### Exercise set
(1) In the text on the Resting-Places of the Saints, how many places does the Secgan list?
(2) Shorten the paragraph beginning "The two texts now known as" in the text on the Resting-Places of the Saints, keeping its main facts.
(3) Write the next part of the text on the Resting-Places of the Saints, picking up after its last sentence.

On the Resting-Places of the Saints is a heading given to two early medieval pieces of writing, also known as Þá hálgan and the Secgan, which exist in various manuscript forms in both Old English and Latin, the earliest surviving manuscripts of which date to the mid-11th century.  Secgan is so named from its Old English incipit, Secgan be þam Godes sanctum þe on Engla lande aerost reston "Tale of God's saints who first rested in England"), and is a list of fifty places which had shrines and remains of Anglo-Saxon saints.  Þá hálgan (pronounced thar halgan) is a version of the so-called Kentish Royal Legend (its incipit Her cyð ymbe þa halgan þe on Angelcynne restað "Here [follows] a relation on the saints who rest in the English nation") is a heading which appears to be for both texts, as the Kentish legend, which comes first, is actually an account of how various members of the royal family of Kent, descendants of Æthelberht of Kent, founded monasteries and came to be regarded as saints. As such it is closer to other hagiographical texts than to the list of burial sites that follows it. The texts describe people living from the 7th to 10th centuries, and they exist in both Old English and Latin versions, but both have their earliest known manuscripts dating from the 11th century.

The Manuscripts
The two texts now known as 'Þá hálgan' and 'Secgan' are known from two extant manuscripts written in Old English, that were transcribed in the 11th century. The manuscript known as Stowe MS 944, (folia 29v-39r), the older of the two, is thought to have been written shortly after 1031. Rollason (1978) argues that  the scribe was including material dating to as early as the mid 9th century (for example the reference to Ubbanford).

### Material
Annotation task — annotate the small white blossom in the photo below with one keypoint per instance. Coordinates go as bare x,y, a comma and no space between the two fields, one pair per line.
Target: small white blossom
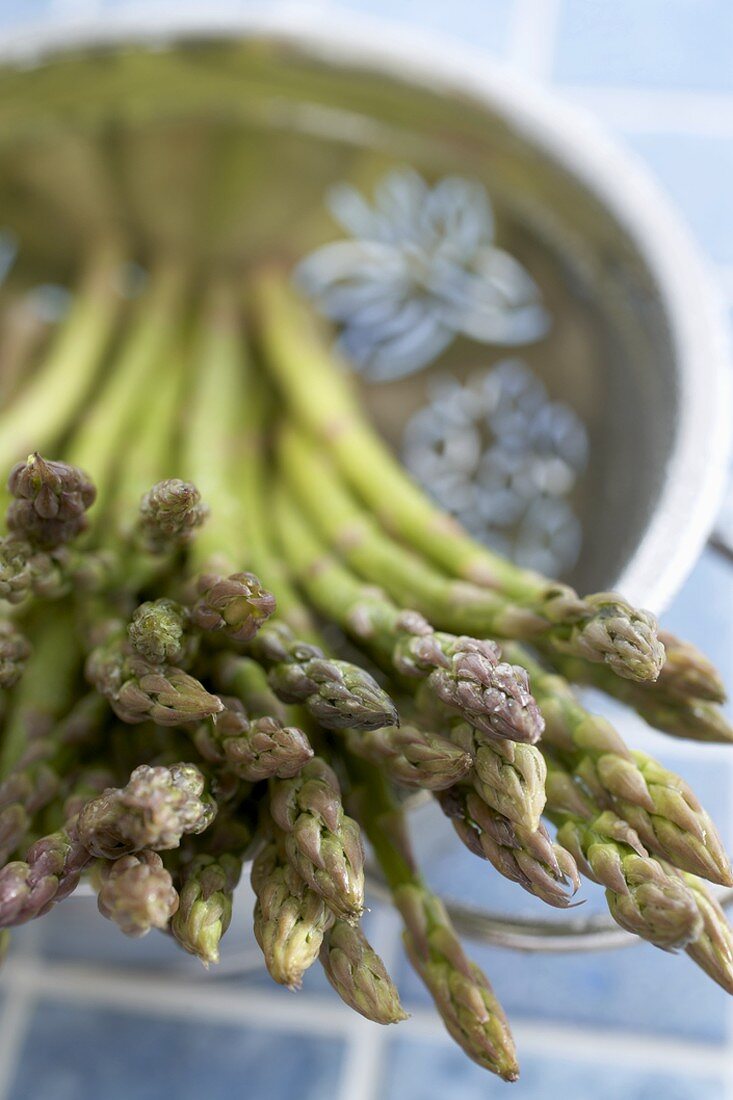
503,458
420,266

### The replies
(1) Fifty places that had shrines and remains of Anglo-Saxon saints.

(2) Þá hálgan and Secgan survive in two Old English manuscripts transcribed in the 11th century. The older, Stowe MS 944 (folios 29v–39r), was probably written shortly after 1031. Rollason (1978) argues that its scribe drew on material from as early as the mid-9th century, such as the reference to Ubbanford.

(3)
Stowe MS 944 is a bound volume now in the British Library, the full scanned images of which are at British Library Online. It begins with a history of Hyde Abbey, Winchester, written in 1771, followed by a wide collection of much older original source documents. A selection of medieval drawings, is followed by a Liber vitae, written in 1031 consisting of lists of names of brethren and benefactors of the New Minster, also at Winchester, and substantially annotated. Other historiographical texts follow, including the will of King Ælfred. The two documents being considered here, originally composed entirely separately, were then written into the same Old English manuscript, under a combined heading of 'On the Resting-Places of the Saints'. However, it is the second document ('Secgan') which provided the list of saints. The first, ('Þá hálgan') includes mention of many saints, particularly those relating to Kent, but written as part of a narrative of the Kentish Royal Legend.
Her Cyðymbe þa halgan þe on Angel cynne restað: a treatise on the family of the Kentish kings, their holy character and works (ff. 34v-36v).
 Her onygynð secgean be þam Godes s[an]c[tu]m þe on engla lande ærest reston: a treatise, in continuation of the preceding, showing the places, with their adjacent waters, in England, and one place in Ireland, where the Saints' remains are deposited (ff. 36v-39r).

CCCC 201: The two documents are found in substantially the same (but not identical) form in the Parker Library, Corpus Christi College, Cambridge (CCCC 201, pp. 149–151). CCCC 201 is a substantial 3-volume set of manuscripts, with 96 constituent pieces of writing, in various 'hands' (different people's handwriting). Mostly written in Old English, it begins with Homilies of St Wolfstan.

Vitellius D: A third OE version was in the Cotton library's Vitellius D. xvii. Unfortunately this volume was destroyed in the fire of 1731.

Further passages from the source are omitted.